For each statement, decide whether the excerpt below agrees with it. Answer yes or no, and quote the excerpt's deciding words exactly.
1. Andreas Hallander built the present building in 1801–02.
2. Carl Wilhelm Jessen lived in the building from 1812 to 1817.
3. Hermann Christian Müffelmann bought a country house in Kongens Lyngby in 1809.

### EXCERPT
-----
The present building on the site was built in 1801–02 by carpenter and master builder Andreas Hallander. In the new cadastre of 1806, the property was listed as No. 175 in St. Ann's East Quarter. It was owned by Hans Nicolai Arctander (1757-1837) at that time. He lived in the building with his wife Agneta Birgitte Brammer and nine children. The eldest daughter Anna Alette Christine Arctander would later marry Andreas Erich Heinrich Ernst, Count von Bernstorff (1791-1834).

One of Arctander's tenants, Carl Wilhelm Jessen, a captain in the Royal Danish Navy, was among the residents of the building from 1804 to 1808. He would later serve as governor of the Danish West Indies. Hans Wilhelm v. Warnstedt, who had previously served as director of the Royal Danish Theatre, resided in the building in 1812-1817.

The businessman Hermann Christian Müffelmann was also among the residents of the building. He was married to Augusta Tutein. In 1809, he also bought a country house at Prinsessestien in Kongens Lyngby. From May 1825 to 1830, Christian Winther served as tutor for some of their eix children.
-----
### RECORDED DATA
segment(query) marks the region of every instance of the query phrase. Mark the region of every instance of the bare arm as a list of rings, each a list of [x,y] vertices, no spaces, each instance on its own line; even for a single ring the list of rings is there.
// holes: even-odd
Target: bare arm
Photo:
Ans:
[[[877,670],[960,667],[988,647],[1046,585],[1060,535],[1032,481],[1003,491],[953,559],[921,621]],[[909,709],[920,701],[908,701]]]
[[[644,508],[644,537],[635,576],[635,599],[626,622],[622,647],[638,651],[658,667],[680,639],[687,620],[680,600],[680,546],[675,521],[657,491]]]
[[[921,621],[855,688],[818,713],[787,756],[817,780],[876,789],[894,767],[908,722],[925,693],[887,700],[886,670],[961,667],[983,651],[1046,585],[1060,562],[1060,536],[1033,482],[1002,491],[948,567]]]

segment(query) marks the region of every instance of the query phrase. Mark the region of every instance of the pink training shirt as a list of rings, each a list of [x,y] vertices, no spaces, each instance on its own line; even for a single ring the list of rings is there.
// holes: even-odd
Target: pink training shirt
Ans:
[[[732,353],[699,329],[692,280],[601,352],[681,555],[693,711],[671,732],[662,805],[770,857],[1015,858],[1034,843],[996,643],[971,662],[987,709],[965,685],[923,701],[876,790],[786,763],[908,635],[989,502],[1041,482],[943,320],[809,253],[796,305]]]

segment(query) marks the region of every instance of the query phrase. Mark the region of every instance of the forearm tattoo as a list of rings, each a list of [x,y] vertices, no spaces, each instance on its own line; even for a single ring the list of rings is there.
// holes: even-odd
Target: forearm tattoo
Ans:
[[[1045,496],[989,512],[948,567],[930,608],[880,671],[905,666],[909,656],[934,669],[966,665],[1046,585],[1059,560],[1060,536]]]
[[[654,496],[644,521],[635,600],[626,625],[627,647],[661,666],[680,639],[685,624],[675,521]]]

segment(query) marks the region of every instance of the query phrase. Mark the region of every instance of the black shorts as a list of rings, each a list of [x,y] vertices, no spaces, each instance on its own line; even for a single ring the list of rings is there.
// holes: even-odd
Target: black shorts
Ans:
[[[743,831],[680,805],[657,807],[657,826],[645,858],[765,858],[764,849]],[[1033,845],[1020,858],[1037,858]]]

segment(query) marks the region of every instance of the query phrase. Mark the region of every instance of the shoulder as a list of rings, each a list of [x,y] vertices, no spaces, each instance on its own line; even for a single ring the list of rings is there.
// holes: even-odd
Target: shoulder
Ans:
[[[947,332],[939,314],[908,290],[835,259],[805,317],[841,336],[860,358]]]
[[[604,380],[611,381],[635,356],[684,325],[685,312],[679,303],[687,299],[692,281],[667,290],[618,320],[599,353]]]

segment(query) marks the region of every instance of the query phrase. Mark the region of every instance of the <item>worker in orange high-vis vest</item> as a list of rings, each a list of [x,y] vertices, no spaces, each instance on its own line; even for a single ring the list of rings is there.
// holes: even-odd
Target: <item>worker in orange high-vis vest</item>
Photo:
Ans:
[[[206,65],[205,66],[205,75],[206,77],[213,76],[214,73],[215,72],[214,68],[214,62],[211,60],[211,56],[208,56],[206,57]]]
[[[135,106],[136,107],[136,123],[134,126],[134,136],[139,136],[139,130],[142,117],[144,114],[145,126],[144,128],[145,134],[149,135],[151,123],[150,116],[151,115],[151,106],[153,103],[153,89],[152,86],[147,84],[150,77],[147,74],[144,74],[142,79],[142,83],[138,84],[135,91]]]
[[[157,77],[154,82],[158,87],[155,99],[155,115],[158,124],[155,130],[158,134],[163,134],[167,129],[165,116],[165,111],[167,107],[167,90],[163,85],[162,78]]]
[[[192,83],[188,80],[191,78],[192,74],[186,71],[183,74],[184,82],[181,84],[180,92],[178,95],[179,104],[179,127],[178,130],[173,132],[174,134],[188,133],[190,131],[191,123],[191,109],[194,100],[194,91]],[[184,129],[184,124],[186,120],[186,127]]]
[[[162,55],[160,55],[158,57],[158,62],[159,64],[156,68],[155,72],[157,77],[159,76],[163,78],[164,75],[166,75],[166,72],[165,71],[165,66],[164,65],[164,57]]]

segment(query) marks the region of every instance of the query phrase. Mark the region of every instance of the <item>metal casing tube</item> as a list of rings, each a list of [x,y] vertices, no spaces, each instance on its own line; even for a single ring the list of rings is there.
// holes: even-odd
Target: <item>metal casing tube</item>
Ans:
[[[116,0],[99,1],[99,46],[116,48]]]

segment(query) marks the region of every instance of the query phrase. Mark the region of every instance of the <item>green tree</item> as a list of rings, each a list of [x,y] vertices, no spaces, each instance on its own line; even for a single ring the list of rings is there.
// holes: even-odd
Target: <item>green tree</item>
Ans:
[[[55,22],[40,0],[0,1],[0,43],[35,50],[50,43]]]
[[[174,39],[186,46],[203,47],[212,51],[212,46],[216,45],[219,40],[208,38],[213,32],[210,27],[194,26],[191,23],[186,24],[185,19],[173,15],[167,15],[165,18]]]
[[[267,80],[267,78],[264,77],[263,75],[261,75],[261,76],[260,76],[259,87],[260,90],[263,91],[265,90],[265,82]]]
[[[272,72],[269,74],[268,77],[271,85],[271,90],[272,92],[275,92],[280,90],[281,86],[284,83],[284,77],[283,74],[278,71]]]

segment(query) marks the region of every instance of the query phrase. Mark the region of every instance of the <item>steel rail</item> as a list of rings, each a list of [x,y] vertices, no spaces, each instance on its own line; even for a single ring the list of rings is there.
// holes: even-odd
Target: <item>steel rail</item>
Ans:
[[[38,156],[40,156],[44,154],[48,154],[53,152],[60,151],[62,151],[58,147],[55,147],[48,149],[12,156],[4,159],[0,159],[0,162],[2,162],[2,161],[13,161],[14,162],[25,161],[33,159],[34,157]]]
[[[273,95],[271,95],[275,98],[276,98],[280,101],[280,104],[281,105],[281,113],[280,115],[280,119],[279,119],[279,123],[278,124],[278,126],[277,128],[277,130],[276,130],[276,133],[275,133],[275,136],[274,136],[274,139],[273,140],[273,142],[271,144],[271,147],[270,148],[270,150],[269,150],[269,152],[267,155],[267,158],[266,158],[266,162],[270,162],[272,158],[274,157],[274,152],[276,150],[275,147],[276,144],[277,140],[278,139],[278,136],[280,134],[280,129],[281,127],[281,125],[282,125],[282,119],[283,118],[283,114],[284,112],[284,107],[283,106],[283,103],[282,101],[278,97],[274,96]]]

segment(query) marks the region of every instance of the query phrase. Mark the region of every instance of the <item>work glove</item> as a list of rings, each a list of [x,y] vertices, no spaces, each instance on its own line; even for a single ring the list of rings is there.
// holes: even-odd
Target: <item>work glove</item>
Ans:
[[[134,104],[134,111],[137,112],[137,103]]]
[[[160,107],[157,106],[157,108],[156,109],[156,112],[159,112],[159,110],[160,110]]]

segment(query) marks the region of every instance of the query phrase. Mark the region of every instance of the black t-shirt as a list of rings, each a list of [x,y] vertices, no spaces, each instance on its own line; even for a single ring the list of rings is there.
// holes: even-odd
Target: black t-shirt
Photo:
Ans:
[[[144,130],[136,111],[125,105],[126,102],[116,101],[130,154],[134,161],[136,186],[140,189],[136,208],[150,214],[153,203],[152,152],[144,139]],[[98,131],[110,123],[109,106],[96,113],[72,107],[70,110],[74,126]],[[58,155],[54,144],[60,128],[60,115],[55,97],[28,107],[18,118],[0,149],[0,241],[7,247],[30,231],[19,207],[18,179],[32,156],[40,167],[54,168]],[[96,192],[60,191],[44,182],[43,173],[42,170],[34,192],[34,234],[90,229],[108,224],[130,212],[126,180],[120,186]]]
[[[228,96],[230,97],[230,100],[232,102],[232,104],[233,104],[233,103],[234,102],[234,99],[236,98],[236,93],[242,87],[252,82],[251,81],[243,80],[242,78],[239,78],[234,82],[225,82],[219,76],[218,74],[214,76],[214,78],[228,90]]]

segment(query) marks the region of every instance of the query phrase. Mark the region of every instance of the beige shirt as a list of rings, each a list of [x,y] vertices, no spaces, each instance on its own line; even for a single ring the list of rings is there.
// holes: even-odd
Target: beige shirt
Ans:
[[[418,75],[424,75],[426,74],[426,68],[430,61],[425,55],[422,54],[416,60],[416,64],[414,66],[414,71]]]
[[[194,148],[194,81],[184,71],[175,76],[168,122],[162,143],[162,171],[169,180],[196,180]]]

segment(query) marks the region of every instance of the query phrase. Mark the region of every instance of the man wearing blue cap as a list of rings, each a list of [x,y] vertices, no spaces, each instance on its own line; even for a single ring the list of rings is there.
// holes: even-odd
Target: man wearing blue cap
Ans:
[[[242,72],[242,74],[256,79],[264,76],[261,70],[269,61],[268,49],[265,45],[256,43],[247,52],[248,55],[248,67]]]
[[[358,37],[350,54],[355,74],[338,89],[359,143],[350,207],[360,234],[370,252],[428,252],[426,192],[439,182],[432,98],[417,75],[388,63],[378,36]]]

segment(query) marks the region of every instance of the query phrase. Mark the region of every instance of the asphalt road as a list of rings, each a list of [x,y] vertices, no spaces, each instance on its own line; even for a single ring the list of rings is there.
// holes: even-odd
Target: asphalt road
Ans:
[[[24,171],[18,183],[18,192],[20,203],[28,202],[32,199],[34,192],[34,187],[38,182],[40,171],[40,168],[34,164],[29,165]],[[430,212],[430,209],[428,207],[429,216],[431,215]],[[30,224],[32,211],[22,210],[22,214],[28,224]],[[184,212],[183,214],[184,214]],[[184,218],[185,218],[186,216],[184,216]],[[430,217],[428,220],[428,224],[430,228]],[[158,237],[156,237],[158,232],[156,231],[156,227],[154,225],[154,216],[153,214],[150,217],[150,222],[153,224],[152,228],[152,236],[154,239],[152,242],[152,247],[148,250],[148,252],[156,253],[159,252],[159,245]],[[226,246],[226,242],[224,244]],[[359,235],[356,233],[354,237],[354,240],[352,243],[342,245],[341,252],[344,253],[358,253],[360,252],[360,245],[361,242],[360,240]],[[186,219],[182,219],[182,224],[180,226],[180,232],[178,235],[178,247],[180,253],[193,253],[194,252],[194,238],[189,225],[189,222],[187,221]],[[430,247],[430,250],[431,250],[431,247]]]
-----
### SOLUTION
1. Yes: "The present building on the site was built in 1801–02 by carpenter and master builder Andreas Hallander."
2. No: "was among the residents of the building from 1804 to 1808."
3. Yes: "In 1809, he also bought a country house at Prinsessestien in Kongens Lyngby."